Who is too poor to afford a recession?

Berlin too poor for recession

What’s worse than getting caught in an economic crisis? How about, not? I know it’s wrong to laugh at poverty, even the first-world variety, because there are plenty of sad situations out there.

But when the tongue-in-cheek headline laments, “Can’t even afford a crisis: Berlin’s poverty protects it from downturn”, that’s practically baiting you to light up just a tad bit, no? In the article, the author contends that Berlin is just too “cool” (I’m guessing economically) for the recession.

Recession? What recession? From Berlin, it’s been hard to tell that there is a global economic downturn. A lack of industry and years of high unemployment mean that Germany’s capital can’t sink much further.

And listen to this.

“We don’t feel it at all,” he said. “It’s a lot of theory, this crisis. These financial types, they make crises and they make stimulus packages — it’s all very hypothetical. Everything can’t always keep growing; you can’t have 4 percent growth every year. It just doesn’t have that much to do with real life.”

Your tasks:
• A. The text on Berlin and the recession names two reasons Germany's capital can't sink much further. What are they?
• B. Write the next part of the text on Berlin and the recession, starting after its final quoted remark.
The records play no part in the work on this page.

Supplied data:

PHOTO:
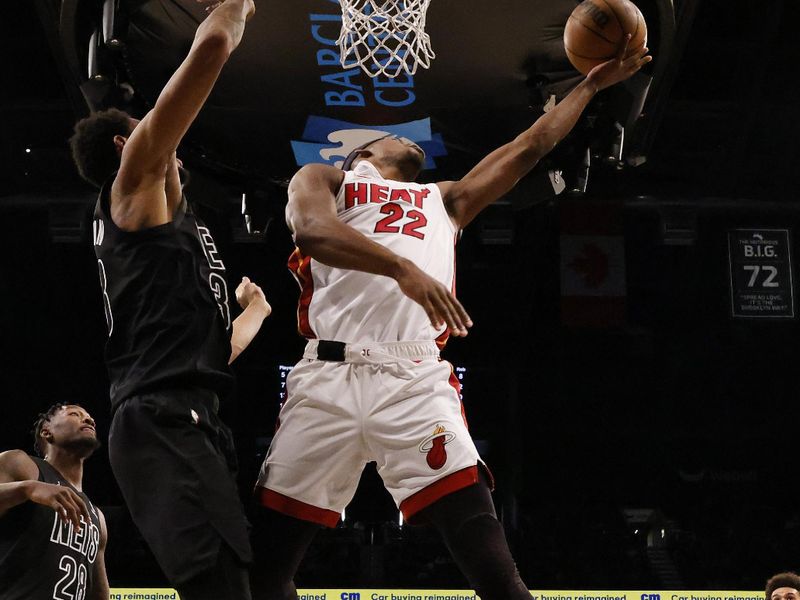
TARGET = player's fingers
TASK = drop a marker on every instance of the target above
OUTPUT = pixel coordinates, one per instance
---
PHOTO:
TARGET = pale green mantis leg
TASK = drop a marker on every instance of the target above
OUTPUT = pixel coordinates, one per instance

Replies:
• A. A lack of industry and years of high unemployment.

• B.
That’s right, in the eastern frontier named Berlin, the city has long accepted the concept of a no-growth economy.  Its lengthy money problems  have bizarrely insulated the city from a crisis rippling through from rest of the continent.  Its mayor proudly proclaimed the city “poor but sexy” in 2003, when the rest of the world was growing at breakneck pace. With unemployment hovering between fifteen and twenty percent, and a debt of €60 billion, Berlin is no stranger to financial crisis. It’s been in one for twenty years. Or any crisis for that matter, it’s been at those for the past century.

Berlin, from the onset, looks like that grubby teenager with badly dyed hair that’s greasy and streaky, bitten nails, jeans that are too long and hangs too low, with a T-shirt that begs for attention, and when you stare at it for too long, he looks up and glares at your with pure venom and then gives you the finger. And then you hear about his abusive father and alcoholic mother, and learn about him having to look after his grandfather with Alzheimer, has a job in the grocery store and occasionally turn tricks to bail his drug-addicted sister out of trouble. Something like that. That’s how Berlin feels to me: wounded and indignant, angry but indifferent, stalled but trying to push through.

Because everywhere you go in Berlin, you feel it’s a city burdened, no, almost crushed by its history. There is the church with bullet holes from Allied shelling during WWII that the government doesn’t bother to fix nor hide. There are remnants of the Wall everywhere, covered by commissioned graffiti artists. The images are dreamlike, distorted, and scream the existential angst of Edvard Munch. The open air gallery is just next to the river that many died trying to cross during the separation. Some were fired upon, some drowned, some electrocuted as the Soviets put up nets that killed whoever tried to climb the wall.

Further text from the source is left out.